§ **Excerpts from a point labeling dataset**
________________
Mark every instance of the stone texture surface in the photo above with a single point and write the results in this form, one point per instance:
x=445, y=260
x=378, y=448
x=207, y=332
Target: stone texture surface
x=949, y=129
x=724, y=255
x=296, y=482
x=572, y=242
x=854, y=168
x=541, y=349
________________
§ **DIRECTION**
Reproduce the listing above line for line, with no changes.

§ **SOLUTION TO THE EXERCISE**
Mark every instance of the stone texture surface in the photo above with a single point and write the results in this form, one point per instance:
x=445, y=260
x=378, y=448
x=207, y=332
Target: stone texture surface
x=949, y=129
x=724, y=255
x=296, y=482
x=572, y=242
x=854, y=168
x=541, y=349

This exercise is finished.